■ **AUFGABENSTELLUNG**
Führe den Textauszug über die Corona-Regeln der UEFA im Anschluss an seinen letzten Satz fort.

Wie verhält sich die UEFA zu dem Thema?
Europas Kontinentalverband hat sich seine eigenen Corona-Regularien geschaffen. Im sogenannten Protokoll zur Wiederaufnahme des Spielbetriebs sind alle Hygienemaßnahmen vorgeschrieben. Im Annex K zu den Wettbewerbsregularien sind die Verantwortlichkeiten für die Clubs für die Austragungsorte fixiert. Heimclubs müssen dafür sorgen, dass sie einen Ort finden, zu dem der Gastverein anreisen kann. Gelingt dies nicht, wird die Partie mit 3:0 für den Kontrahenten gewertet.
Anhand dieser Regularien verfährt die UEFA total pragmatisch. Letztlich geht es nur darum, dass die Wettbewerbe gespielt werden können - Absagen würden Renommee kosten und vor allem ganz viel Geld. Allerdings loben betroffene Clubs wie Leipzig auch die Hilfe des Verbandes bei administrativen Fragen.
Wird es wieder Finalturniere an einem Ort oder einer Region wie im August 2020 geben?
Geplant ist das derzeit nicht. Aber auszuschließen ist es auch nicht. Alles hängt von der Entwicklung der Pandemie ab. Verschlechtert sich die Lage und wird die Austragung von Viertelfinale und Halbfinale im April und Anfang Mai nicht möglich sein, wäre eine Turnierwoche Ende Mai wieder eine attraktive Notlösung. Nordrhein-Westfalen (Europa League) und Lissabon (Champions League) hatten als Gastgeber im vergangenen Sommer bewiesen, wie sportlich reizvoll diese Variante sein kann. Stand jetzt finden die Endspiele aber am 26. Mai in Danzig (Europa League) und 29. Mai in Istanbul (Champions League) statt.

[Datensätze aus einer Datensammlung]
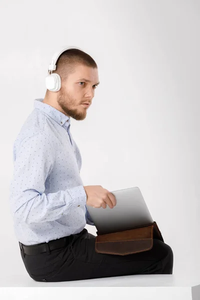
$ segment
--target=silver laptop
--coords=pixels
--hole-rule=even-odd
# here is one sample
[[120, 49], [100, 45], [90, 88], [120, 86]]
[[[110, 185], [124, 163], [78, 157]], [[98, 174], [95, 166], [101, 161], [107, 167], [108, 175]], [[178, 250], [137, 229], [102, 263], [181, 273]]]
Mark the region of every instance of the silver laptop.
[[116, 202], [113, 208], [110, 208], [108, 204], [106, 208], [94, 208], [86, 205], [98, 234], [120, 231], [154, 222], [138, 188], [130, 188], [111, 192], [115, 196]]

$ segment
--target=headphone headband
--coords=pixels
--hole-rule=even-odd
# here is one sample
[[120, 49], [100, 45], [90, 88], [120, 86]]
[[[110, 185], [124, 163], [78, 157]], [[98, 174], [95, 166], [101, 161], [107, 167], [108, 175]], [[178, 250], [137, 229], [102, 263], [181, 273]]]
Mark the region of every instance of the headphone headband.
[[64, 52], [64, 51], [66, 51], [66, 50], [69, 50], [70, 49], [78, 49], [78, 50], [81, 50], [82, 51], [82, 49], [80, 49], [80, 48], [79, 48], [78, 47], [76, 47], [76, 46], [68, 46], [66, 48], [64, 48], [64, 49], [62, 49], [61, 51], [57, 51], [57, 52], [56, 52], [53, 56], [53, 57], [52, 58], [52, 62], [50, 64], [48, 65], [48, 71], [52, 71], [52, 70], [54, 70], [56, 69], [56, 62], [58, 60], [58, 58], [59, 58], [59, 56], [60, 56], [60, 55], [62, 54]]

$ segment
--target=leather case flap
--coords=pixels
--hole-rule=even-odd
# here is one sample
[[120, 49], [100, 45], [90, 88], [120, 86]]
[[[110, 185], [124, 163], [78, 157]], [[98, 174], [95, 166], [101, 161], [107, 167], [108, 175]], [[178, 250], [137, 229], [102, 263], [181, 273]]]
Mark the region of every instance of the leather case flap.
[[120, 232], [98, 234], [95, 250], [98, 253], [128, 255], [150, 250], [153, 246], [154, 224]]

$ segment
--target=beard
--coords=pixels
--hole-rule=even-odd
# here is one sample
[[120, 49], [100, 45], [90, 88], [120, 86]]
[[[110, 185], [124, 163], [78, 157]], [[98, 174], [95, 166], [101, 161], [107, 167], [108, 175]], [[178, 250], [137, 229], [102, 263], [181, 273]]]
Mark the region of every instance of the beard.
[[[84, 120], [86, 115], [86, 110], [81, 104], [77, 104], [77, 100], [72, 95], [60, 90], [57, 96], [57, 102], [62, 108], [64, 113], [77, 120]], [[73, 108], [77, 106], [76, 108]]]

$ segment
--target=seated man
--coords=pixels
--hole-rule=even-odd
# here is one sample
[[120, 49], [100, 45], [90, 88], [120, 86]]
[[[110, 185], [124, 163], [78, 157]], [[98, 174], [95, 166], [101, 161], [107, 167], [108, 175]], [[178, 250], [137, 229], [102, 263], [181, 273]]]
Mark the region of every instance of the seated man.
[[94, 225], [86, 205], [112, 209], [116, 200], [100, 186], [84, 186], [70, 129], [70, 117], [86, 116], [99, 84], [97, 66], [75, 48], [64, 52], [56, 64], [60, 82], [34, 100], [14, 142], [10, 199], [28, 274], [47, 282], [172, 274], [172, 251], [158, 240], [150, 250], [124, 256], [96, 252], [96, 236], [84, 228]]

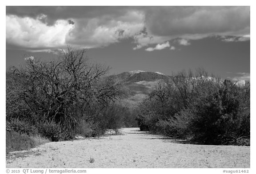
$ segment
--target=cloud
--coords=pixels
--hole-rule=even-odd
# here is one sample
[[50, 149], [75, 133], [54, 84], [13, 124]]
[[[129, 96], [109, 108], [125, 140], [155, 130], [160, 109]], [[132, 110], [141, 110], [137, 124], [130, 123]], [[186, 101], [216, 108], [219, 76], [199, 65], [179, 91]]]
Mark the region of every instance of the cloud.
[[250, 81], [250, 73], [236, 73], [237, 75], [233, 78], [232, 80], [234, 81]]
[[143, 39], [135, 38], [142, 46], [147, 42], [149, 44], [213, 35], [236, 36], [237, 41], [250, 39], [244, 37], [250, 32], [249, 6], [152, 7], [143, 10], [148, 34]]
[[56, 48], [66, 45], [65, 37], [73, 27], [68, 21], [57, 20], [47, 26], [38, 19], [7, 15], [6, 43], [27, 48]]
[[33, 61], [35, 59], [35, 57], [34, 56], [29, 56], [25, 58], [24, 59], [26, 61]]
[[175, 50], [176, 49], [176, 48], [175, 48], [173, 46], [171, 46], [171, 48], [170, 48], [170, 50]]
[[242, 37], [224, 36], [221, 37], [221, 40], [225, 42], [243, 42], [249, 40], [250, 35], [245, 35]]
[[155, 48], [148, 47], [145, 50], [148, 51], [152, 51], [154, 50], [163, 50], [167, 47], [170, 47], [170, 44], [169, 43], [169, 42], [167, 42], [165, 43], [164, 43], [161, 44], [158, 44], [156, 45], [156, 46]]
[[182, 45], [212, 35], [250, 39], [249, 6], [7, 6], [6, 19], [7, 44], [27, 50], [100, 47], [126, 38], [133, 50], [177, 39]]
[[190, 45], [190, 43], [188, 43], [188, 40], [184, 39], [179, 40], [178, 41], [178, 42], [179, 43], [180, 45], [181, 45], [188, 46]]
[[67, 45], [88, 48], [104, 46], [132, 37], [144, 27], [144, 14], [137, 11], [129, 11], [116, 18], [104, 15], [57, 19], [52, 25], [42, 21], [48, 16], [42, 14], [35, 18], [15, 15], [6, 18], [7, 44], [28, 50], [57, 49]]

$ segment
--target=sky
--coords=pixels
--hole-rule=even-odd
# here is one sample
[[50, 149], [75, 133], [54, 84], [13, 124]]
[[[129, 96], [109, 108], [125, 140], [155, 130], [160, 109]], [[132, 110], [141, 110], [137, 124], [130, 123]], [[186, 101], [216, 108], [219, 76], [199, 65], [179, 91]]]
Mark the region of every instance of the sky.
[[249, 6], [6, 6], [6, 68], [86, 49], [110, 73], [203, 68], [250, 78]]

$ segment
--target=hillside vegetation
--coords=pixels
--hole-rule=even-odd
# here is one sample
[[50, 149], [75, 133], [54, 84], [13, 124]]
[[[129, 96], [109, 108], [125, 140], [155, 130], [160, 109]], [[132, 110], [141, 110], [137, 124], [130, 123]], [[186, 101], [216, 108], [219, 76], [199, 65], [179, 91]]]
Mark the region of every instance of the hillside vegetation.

■ **ANTWORTFELD**
Wie sind die Chancen der deutschen Clubs auf die nächste Runde?
Der FC Bayern ist gegen Lazio Rom natürlich Favorit auf den Einzug ins Viertelfinale. Auch RB Leipzig kann sich gegen den FC Liverpool berechtigte Hoffnungen machen. Die Reds stecken mit Trainer Jürgen Klopp seit Wochen in der Formkrise und drohen in der Premier League sogar aus den Plätzen zur Königsklasse zu fallen. Borussia Mönchengladbach hat es gegen das derzeit überragende Manchester City um Nationalspieler Ilkay Gündogan sicher schwer. Borussia Dortmund muss sich angesichts der mäßige Form gegen den spanischen Vertreter FC Sevilla steigern. In der Europa League sollte für Hoffenheim gegen Molde und Leverkusen gegen Young Boys Bern das Achtelfinale drin sein.
Was hat es mit der neuen Conference League auf sich?
Ab der kommenden Saison wird in einem zusätzlichen UEFA-Wettbewerb gespielt - für die deutschen Clubs hat das schon jetzt Auswirkungen. Grundsätzlich zieht der Sechste der Abschlusstabelle nicht mehr in die Europa League, sondern in die drittklassige Conference League ein. Steht der Pokalsieger unter den ersten sechs, reicht auch Platz sieben für die dritte europäische Spielklasse. An der Qualifikation der ersten vier Clubs für die Gruppenphase der Champions League ändert sich nichts. Der Tabellenfünfte sowie der Pokalsieger (oder der Sechste) stehen in der Gruppenphase der Europa League, in der nur noch 32 Teams spielen.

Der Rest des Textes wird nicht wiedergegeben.